2021-02-05 23:14:15

by Matthew Wilcox

[permalink] [raw]
Subject: [RFC] Better page cache error handling

Scenario:

You have a disk with a bad sector. This disk will take 30 seconds of
trying progressively harder to recover the sector before timing the
I/O out and returning BLK_STS_MEDIUM to the filesystem. Unfortunately
for you, this bad sector happens to have landed in index.html on your
webserver which gets one hit per second. You have configured 500
threads on your webserver.

Today:

We allocate a page and try to read it. 29 threads pile up waiting
for the page lock in filemap_update_page() (or whatever variant of
that you're looking at; I'm talking about linux-next). The original
requester gets the error and returns -EIO to userspace. One of the
lucky 29 waiting threads sends another read. 30 more threads pile up
while it's processing. Eventually, all 500 threads of your webserver
are sleeping waiting for their turn to get an EIO.

**Task details:** Resume the mailing-list post on page cache error handling, continuing directly after its final sentence.

**Record excerpts:**
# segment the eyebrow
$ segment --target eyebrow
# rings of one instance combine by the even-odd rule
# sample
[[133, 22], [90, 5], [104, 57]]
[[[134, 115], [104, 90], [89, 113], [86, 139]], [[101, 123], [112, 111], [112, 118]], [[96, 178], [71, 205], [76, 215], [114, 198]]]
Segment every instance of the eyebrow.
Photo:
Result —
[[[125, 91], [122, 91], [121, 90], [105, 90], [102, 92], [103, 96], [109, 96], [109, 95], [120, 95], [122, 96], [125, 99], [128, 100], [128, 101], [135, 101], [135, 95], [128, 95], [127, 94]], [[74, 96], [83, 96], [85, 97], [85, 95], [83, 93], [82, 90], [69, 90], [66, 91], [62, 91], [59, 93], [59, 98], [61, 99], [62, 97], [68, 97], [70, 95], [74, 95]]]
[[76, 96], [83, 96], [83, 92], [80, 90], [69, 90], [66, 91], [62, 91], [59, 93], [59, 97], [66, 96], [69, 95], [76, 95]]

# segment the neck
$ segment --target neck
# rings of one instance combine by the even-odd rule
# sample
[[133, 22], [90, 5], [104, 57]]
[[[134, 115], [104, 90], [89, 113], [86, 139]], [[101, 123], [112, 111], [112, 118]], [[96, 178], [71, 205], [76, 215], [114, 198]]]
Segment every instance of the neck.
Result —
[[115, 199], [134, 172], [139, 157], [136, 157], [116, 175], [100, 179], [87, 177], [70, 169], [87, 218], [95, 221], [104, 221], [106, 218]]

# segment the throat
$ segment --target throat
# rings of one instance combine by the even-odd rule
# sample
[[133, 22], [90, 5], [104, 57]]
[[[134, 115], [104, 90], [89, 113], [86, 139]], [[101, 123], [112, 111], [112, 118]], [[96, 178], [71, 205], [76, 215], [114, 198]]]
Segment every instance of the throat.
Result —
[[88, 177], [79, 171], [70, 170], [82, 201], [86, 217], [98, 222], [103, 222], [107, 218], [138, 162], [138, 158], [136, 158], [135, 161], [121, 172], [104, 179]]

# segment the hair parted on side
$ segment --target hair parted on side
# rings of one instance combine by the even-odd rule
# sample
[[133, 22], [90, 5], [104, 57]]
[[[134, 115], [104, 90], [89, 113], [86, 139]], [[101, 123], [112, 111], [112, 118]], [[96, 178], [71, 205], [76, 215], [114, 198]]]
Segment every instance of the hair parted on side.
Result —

**Result below:**
With the below patch:

We allocate a page and try to read it. 29 threads pile up waiting
for the page lock in filemap_update_page(). The error returned by the
original I/O is shared between all 29 waiters as well as being returned
to the requesting thread. The next request for index.html will send
another I/O, and more waiters will pile up trying to get the page lock,
but at no time will more than 30 threads be waiting for the I/O to fail.

----

Individual filesystems will have to be modified to call unlock_page_err()
to take advantage of this. Unconverted filesystems will continue to
behave as in the first scenario.

I've only tested it lightly, but it doesn't seem to break anything.
It needs some targetted testing with error injection which I haven't
done yet. It probably also needs some refinement to not report
errors from readahead. Also need to audit the other callers of
put_and_wait_on_page_locked(). This patch interferes with the page
folio work, so I'm not planning on pushing it for a couple of releases.

----

diff --git a/fs/iomap/buffered-io.c b/fs/iomap/buffered-io.c
index 16a1e82e3aeb..faeb6c4af7fd 100644
--- a/fs/iomap/buffered-io.c
+++ b/fs/iomap/buffered-io.c
@@ -183,7 +183,7 @@ iomap_read_page_end_io(struct bio_vec *bvec, int error)
}

if (!iop || atomic_sub_and_test(bvec->bv_len, &iop->read_bytes_pending))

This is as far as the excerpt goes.